__What is required__:
Answer these from the blog entries below:
1. How much did the kitten weigh at the emergency vet?
2. According to the writer's picture memories, what was the writer getting on that day the previous year?
3. What procedure is the writer wait-listed for?

__Text passage__:
-*-*-

Day 27…

I’ve missed quite a few blogging days, but life indeed does happen. Since the 1st of July, when I last wrote, the kitten we adopted needed to be put down. It turns out he was born with Parvo, and he was just too sick. He was only 1.8 lbs when I was at the emergency vet with him. It was a hard decision to make.

I’ve also started a side job to help with life within our joint family as my partner has been going through it since he’s in production. Times genuinely are tough for so many right now.

I’ve found that I need to take better care of myself when it comes to perceiving myself. I am too hard on myself and in many ways. I have been struggling, which comes to no surprise with my weight. I fear that if I am overweight, people, strangers will judge that possibly I overeat or I have no discipline, but that is not the case.

I listened to this podcast over the weekend where a woman talked of body positivity. She discussed mourning the clothes we have for when we “lose” the weight we have gained. I’m going to work on mourning that bottom drawer in my dresser.

Some days it does feel like I’m trying to tackle so much to feel good about myself, but I need to remember sometimes slowly and more thoroughly is the best way.

Until tomorrow….you know unless life happens a little too much.

Day 9…

So this gal is anemic again & has a thyroid being a little bitch and not working how it should. So I go in to see why my vision is off and why these migraines come to visit daily like an unwanted house guest, and instead, I find out other nonsense.

It’s funny that my ferritin is low again because, in my picture memories, it showed that I was getting an iron infusion this day last year. It’s like my body is on a cycle.

I can’t wait until I can go a year without my body reminding me who is in charge, and it seems this isn’t the year for that.

This day 2020. Funny how life repeats itself.

Anxiety oh my

It’s been weighing on my mind lately the anxiety that surrounds my monthly cycle and my IBS-c. So, when my monthly cycle comes, I can’t leave my home. I’m wait-listed, thanks to COVID, to have my uterus removed since the amount of bleeding I have monthly isn’t right. When I say I can’t leave my home, I mean that I stand in the shower throughout it because the clotting that happens isn’t to be messed with. It’s debilitating.

-*-*-

__Data provided__:
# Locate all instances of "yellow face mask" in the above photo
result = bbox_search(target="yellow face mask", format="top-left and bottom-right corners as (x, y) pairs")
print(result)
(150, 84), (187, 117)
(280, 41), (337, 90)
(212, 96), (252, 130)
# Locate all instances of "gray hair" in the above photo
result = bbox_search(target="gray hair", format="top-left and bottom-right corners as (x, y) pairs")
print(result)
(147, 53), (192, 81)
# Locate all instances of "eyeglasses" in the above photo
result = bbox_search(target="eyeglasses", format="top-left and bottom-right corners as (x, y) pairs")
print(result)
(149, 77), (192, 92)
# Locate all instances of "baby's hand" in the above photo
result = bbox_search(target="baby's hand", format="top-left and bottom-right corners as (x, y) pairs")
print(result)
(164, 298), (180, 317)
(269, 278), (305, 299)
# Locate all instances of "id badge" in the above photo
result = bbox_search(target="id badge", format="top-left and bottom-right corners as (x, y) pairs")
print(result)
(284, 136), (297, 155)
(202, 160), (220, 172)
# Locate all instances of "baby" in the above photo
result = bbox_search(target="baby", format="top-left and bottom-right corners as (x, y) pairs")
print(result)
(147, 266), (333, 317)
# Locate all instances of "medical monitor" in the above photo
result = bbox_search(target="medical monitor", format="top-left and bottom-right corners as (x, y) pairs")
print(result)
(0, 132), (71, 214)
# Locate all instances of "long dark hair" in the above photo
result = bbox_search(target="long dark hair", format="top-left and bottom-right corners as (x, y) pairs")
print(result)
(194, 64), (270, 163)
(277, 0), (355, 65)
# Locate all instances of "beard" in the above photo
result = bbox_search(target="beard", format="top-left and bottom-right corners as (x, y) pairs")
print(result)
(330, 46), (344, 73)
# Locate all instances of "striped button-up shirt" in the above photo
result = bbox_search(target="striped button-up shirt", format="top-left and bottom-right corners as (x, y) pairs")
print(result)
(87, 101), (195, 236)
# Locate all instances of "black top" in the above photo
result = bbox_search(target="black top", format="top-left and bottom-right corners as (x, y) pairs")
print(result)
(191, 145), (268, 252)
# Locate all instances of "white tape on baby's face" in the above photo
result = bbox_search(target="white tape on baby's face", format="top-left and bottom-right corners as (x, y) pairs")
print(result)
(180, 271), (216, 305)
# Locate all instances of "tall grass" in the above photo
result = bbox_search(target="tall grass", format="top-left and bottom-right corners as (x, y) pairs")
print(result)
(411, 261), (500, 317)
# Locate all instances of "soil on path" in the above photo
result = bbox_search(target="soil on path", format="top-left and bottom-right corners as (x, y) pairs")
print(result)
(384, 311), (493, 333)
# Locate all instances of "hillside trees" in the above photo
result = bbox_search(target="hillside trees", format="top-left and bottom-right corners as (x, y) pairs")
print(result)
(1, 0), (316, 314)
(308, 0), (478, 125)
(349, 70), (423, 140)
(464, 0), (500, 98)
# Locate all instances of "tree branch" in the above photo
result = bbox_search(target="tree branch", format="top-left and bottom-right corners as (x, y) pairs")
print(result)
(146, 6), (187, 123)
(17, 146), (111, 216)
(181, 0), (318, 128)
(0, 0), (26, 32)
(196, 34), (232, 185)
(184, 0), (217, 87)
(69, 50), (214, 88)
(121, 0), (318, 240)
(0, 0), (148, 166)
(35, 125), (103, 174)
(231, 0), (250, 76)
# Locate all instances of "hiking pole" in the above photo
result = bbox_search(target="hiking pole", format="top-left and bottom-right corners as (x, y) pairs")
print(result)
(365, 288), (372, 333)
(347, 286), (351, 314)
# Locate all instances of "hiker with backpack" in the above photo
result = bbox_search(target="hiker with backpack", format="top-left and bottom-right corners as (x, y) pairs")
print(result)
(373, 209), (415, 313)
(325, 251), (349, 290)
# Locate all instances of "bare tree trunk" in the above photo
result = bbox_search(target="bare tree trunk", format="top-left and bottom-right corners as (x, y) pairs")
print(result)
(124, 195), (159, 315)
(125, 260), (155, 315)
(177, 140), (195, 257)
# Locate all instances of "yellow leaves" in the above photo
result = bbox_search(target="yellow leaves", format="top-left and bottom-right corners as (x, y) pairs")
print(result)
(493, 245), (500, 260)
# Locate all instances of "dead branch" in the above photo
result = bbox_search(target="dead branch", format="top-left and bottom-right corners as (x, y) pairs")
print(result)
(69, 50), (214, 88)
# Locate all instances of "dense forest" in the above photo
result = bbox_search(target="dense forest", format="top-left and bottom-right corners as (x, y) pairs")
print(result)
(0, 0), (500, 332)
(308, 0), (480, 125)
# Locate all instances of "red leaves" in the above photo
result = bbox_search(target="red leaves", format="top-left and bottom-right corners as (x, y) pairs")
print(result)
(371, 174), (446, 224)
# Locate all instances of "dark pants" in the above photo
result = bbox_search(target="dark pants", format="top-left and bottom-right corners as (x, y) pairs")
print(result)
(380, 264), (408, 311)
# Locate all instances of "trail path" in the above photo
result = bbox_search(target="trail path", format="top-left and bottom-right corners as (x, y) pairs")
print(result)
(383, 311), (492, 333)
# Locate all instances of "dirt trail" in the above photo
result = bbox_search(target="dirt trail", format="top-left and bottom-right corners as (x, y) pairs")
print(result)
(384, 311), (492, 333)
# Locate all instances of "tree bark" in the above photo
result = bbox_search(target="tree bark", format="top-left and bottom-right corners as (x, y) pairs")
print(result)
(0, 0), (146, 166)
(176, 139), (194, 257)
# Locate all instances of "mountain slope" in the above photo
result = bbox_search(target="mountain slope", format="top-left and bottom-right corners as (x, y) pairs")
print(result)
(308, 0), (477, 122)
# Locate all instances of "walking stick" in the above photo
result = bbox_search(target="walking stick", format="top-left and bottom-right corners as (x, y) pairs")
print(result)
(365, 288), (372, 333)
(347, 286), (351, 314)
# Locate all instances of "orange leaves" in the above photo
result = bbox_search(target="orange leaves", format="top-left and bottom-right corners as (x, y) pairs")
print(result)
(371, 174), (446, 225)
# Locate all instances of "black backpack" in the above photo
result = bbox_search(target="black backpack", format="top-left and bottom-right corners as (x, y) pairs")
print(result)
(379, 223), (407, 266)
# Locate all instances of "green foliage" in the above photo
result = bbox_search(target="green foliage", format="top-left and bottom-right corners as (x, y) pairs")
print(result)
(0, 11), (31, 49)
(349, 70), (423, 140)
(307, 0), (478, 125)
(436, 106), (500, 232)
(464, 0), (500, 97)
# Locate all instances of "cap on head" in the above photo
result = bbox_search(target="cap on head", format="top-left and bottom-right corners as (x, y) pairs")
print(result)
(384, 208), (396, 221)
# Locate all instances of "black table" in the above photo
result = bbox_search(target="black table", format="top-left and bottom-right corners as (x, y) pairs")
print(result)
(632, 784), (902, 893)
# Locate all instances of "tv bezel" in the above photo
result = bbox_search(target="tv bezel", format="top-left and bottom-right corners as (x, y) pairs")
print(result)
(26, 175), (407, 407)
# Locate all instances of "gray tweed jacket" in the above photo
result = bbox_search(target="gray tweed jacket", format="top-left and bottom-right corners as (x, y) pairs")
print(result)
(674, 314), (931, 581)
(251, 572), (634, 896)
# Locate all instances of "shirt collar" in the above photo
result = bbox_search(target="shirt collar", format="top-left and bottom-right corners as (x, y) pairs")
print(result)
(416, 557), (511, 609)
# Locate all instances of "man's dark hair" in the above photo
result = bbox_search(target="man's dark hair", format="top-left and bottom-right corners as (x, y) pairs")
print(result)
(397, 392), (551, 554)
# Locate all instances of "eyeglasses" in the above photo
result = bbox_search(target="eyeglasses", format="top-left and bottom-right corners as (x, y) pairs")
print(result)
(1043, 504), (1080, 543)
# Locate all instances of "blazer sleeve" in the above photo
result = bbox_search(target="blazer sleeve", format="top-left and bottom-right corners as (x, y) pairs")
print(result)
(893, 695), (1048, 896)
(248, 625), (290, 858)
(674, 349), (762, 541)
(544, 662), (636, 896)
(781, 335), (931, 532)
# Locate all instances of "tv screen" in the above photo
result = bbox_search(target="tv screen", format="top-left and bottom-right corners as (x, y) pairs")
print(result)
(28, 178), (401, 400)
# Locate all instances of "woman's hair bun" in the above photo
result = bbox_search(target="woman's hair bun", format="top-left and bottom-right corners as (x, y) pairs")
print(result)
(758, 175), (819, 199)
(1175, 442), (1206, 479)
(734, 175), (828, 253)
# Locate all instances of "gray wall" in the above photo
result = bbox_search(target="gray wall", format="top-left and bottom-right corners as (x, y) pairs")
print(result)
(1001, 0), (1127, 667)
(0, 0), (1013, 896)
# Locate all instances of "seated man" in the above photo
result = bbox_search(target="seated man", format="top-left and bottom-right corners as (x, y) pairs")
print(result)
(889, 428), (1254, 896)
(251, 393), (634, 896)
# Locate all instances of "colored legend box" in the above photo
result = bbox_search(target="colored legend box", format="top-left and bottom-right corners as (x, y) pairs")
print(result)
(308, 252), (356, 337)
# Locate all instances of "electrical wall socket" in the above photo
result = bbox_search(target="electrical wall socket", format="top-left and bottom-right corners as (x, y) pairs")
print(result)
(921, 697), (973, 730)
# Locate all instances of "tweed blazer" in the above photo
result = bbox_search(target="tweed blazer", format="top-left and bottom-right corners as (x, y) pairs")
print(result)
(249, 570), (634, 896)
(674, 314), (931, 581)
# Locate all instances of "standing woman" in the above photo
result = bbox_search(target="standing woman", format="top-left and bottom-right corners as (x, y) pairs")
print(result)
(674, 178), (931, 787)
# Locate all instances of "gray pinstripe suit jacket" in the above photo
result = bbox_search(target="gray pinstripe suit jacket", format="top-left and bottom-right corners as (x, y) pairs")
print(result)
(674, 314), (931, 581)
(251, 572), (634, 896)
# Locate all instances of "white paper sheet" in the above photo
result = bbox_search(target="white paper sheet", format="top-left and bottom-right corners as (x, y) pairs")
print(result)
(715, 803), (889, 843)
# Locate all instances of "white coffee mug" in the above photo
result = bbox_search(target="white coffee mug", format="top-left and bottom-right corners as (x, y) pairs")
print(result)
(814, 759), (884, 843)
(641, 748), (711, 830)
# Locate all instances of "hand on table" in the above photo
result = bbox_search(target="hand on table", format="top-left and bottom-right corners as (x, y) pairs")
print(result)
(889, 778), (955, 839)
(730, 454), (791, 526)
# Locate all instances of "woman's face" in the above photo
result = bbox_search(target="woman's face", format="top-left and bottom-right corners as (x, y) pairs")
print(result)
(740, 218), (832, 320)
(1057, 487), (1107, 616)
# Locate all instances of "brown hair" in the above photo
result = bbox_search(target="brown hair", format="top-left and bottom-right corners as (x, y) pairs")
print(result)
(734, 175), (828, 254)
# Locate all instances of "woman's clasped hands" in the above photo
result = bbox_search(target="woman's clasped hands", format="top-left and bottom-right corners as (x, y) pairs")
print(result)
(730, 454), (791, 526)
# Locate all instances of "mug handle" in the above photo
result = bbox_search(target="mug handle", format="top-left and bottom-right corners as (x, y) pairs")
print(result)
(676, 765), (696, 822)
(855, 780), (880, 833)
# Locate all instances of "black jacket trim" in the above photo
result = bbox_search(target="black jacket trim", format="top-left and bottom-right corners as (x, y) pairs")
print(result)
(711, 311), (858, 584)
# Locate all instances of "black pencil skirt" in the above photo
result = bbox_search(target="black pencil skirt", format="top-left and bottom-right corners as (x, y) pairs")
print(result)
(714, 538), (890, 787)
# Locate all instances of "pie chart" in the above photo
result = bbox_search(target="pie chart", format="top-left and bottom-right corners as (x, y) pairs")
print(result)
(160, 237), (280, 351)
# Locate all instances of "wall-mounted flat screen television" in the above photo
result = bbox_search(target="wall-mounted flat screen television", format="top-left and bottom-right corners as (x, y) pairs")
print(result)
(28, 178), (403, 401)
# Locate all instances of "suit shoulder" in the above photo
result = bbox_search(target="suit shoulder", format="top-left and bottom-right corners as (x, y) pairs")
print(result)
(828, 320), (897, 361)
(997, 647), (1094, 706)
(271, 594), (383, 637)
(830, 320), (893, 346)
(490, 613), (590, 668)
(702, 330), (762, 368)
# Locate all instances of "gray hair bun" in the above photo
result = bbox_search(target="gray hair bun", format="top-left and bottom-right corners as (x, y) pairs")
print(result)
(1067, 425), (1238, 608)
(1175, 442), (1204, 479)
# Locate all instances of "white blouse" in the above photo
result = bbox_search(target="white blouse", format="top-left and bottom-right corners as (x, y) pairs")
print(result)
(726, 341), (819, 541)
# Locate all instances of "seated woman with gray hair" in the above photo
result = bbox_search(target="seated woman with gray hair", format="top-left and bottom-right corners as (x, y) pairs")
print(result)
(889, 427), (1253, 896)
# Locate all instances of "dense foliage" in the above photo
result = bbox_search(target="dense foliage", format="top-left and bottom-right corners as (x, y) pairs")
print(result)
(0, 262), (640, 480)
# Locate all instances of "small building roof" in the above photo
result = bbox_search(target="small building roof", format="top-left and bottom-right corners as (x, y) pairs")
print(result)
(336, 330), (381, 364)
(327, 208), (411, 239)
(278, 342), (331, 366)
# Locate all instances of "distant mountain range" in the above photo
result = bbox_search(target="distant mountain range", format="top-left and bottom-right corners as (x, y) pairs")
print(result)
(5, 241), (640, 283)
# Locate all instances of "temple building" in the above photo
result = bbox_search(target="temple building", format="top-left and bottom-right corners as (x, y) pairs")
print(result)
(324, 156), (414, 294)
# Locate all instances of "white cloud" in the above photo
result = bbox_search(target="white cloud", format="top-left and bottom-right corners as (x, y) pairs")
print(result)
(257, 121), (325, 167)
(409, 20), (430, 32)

-*-*-

__Task response__:
1. 1.8 lbs
2. An iron infusion
3. Removal of the uterus